**GOAL:** Begin at the line that contains "TARGET = thumb" and repeat every line from there to the end of the records below, inclusive, without adding any other line.

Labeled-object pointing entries
───
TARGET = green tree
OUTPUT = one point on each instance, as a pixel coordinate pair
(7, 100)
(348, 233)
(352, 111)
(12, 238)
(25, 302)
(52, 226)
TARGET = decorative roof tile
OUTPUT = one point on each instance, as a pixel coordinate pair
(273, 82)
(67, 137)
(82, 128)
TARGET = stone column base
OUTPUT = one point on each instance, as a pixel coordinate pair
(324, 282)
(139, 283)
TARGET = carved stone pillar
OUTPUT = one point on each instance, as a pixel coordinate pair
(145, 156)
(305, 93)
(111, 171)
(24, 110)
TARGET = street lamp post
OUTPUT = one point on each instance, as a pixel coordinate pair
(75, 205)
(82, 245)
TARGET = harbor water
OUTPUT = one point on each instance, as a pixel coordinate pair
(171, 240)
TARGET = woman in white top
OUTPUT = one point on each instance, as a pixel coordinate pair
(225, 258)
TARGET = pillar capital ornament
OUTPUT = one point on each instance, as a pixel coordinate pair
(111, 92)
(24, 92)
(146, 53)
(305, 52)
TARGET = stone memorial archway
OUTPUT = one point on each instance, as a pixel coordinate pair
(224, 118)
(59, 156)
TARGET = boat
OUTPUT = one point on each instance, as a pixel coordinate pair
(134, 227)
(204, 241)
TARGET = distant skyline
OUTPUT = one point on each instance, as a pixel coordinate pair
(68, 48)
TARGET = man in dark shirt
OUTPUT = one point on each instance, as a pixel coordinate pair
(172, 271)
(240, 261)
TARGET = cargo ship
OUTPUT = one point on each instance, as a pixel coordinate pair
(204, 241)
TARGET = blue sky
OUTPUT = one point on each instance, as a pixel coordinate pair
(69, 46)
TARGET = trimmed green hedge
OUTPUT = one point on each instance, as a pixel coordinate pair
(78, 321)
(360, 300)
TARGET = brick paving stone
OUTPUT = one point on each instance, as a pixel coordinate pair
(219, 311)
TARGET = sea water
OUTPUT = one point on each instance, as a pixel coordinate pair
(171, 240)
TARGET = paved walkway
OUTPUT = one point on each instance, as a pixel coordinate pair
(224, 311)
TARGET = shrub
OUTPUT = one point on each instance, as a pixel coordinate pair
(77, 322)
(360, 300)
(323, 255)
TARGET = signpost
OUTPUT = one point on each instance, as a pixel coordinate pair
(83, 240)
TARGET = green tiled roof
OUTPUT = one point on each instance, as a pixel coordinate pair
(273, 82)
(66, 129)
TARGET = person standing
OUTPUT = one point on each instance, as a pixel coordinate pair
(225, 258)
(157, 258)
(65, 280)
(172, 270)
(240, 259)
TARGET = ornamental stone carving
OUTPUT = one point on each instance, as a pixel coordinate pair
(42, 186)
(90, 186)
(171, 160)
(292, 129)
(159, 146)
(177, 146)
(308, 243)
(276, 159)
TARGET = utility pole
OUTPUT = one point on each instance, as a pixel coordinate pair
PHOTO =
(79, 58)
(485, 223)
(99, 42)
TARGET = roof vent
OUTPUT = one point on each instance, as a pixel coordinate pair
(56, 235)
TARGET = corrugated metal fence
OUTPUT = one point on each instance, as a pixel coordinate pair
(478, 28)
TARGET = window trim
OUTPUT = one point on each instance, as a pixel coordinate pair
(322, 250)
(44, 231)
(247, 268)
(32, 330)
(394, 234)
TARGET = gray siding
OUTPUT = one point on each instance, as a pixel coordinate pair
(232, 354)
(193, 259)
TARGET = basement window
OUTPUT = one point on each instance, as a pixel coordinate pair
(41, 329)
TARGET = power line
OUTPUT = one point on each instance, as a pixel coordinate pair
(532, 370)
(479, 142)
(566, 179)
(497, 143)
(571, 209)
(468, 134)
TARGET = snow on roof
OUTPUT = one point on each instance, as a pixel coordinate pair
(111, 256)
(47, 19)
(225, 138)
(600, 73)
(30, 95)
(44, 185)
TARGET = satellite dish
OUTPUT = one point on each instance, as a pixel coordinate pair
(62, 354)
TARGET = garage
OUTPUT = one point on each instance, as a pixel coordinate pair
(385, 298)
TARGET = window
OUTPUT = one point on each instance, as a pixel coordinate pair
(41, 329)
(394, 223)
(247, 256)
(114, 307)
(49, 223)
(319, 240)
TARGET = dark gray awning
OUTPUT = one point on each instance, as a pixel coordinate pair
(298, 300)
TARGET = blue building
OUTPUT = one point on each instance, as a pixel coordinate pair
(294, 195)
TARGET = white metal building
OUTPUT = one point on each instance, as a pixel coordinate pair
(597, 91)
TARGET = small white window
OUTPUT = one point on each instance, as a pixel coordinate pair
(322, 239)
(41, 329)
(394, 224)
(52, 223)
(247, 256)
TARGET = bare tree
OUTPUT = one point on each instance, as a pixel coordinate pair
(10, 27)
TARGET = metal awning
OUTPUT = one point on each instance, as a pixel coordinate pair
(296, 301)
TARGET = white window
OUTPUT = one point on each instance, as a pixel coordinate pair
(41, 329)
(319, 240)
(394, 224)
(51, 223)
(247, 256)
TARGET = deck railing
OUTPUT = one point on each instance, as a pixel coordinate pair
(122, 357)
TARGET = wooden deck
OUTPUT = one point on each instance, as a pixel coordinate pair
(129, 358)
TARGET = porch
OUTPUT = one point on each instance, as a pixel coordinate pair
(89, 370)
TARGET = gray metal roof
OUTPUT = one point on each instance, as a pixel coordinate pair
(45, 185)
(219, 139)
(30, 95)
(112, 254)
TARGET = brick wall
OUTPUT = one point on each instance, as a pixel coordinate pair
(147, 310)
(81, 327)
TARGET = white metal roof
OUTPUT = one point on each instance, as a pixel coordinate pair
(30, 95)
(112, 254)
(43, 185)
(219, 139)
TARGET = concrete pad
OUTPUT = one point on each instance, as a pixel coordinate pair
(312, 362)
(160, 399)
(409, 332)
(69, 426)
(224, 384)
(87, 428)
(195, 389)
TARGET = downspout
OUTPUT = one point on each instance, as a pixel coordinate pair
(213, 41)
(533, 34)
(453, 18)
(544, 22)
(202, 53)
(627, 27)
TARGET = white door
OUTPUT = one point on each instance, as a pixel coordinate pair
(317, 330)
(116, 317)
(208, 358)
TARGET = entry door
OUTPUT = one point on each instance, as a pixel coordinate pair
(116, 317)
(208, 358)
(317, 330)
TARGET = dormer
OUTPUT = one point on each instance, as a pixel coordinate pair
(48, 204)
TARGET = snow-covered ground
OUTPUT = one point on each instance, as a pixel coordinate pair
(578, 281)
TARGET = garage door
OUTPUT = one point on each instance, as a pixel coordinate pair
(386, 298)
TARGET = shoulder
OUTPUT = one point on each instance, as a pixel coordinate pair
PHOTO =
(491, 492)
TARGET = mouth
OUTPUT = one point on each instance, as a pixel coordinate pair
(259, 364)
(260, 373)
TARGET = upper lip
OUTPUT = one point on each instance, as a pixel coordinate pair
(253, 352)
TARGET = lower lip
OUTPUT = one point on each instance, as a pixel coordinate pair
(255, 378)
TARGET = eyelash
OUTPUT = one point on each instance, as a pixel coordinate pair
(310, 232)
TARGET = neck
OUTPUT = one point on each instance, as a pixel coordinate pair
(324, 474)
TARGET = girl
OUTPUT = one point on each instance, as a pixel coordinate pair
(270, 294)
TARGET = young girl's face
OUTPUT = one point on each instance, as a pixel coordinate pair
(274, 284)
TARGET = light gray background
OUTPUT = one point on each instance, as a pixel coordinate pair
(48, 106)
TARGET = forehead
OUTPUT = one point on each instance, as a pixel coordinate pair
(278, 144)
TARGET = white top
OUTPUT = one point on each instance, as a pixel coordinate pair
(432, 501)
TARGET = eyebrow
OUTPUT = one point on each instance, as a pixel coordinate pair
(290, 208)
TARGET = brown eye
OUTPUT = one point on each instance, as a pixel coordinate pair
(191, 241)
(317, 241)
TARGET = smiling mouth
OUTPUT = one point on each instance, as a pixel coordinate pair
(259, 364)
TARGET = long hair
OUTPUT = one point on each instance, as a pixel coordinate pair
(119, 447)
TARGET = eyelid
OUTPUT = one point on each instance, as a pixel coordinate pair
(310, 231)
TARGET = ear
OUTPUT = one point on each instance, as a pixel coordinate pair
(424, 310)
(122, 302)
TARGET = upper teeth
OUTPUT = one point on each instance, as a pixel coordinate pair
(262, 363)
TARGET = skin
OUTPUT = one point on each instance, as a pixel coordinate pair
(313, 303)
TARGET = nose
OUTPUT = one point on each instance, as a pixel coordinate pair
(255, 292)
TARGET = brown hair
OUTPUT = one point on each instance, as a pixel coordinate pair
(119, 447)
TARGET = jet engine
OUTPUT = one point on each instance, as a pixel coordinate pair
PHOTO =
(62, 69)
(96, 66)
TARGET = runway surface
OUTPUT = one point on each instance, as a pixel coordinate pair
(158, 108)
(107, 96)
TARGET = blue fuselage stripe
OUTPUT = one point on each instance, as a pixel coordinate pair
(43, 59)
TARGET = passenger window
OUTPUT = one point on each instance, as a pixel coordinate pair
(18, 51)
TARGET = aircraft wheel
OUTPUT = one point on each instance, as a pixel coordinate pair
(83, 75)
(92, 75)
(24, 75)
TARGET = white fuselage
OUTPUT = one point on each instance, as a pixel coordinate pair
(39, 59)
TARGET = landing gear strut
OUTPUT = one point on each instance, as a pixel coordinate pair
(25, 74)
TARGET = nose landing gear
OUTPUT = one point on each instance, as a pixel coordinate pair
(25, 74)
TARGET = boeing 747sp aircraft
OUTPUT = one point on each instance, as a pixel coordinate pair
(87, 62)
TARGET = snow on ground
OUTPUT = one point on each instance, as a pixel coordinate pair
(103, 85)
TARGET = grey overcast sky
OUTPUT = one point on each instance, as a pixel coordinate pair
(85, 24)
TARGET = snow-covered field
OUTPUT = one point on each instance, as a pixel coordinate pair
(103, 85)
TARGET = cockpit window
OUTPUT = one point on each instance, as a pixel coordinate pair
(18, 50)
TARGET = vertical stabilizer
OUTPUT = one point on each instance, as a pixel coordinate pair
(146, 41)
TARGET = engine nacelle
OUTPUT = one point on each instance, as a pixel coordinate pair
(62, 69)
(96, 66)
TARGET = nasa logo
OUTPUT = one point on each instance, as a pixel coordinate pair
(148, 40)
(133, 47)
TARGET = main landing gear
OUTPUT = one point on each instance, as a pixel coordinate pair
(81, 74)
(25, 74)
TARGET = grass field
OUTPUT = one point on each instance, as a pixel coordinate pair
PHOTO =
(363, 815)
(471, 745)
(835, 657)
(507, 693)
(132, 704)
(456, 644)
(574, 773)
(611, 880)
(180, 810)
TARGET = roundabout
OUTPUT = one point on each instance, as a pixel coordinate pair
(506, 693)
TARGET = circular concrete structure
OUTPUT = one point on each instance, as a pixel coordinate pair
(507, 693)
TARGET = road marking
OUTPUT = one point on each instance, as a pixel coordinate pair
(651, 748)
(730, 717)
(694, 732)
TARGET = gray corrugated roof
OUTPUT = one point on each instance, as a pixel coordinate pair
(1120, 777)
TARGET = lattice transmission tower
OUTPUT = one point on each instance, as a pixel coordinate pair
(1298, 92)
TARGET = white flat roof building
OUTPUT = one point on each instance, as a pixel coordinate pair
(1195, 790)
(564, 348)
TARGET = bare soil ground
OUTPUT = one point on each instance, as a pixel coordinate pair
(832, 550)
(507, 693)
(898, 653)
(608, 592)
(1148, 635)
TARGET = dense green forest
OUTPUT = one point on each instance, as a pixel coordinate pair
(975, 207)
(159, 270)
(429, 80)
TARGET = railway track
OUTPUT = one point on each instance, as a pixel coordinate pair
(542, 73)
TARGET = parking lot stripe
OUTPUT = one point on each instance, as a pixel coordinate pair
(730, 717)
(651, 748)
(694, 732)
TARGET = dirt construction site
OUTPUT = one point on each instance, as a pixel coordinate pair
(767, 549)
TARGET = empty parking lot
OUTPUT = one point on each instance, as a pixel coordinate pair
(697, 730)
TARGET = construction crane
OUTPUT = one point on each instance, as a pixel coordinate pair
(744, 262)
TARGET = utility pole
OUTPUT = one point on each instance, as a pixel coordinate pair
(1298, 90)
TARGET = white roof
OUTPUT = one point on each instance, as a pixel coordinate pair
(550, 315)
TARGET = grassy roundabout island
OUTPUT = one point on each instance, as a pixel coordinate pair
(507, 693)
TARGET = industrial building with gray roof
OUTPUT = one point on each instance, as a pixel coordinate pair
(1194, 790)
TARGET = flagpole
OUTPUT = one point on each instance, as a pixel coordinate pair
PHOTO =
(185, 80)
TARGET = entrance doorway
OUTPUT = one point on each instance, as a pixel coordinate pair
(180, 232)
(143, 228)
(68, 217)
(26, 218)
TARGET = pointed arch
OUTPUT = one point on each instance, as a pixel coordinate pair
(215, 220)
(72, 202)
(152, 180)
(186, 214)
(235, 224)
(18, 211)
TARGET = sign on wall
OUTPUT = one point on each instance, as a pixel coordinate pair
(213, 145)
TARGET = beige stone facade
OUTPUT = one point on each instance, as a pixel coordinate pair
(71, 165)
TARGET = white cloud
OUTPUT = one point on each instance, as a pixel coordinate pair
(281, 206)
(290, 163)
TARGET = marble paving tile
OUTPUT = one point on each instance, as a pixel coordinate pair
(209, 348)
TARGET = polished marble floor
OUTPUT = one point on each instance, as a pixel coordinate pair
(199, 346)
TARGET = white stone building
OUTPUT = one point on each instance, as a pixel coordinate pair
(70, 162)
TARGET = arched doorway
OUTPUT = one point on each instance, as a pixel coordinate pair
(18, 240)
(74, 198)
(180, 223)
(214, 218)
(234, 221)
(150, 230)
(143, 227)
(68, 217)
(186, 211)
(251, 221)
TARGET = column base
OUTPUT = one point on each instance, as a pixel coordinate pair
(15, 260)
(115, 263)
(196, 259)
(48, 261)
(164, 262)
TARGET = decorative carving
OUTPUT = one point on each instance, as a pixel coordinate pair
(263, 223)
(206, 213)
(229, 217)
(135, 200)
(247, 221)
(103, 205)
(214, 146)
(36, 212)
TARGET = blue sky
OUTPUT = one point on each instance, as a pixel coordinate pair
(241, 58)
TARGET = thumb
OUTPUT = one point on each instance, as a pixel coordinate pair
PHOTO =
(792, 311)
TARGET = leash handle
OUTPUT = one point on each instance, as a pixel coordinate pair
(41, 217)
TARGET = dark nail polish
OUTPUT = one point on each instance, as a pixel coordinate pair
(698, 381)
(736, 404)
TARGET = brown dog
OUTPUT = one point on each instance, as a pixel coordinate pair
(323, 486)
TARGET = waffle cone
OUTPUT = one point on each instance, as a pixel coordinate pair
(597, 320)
───
**SOLVED PROBLEM:**
TARGET = thumb
OUTPUT = one point on each instance, as a pixel coordinate pair
PHOTO =
(792, 311)
TARGET = leash handle
OUTPUT = one point on each instance, as a pixel coordinate pair
(41, 217)
TARGET = dark nail polish
OUTPUT = one point on each instance, as a pixel coordinate pair
(698, 381)
(736, 404)
TARGET = brown dog
OUTPUT = one point on each instance, as a pixel coordinate pair
(323, 486)
TARGET = waffle cone
OUTPUT = one point on each instance, as a pixel coordinate pair
(597, 320)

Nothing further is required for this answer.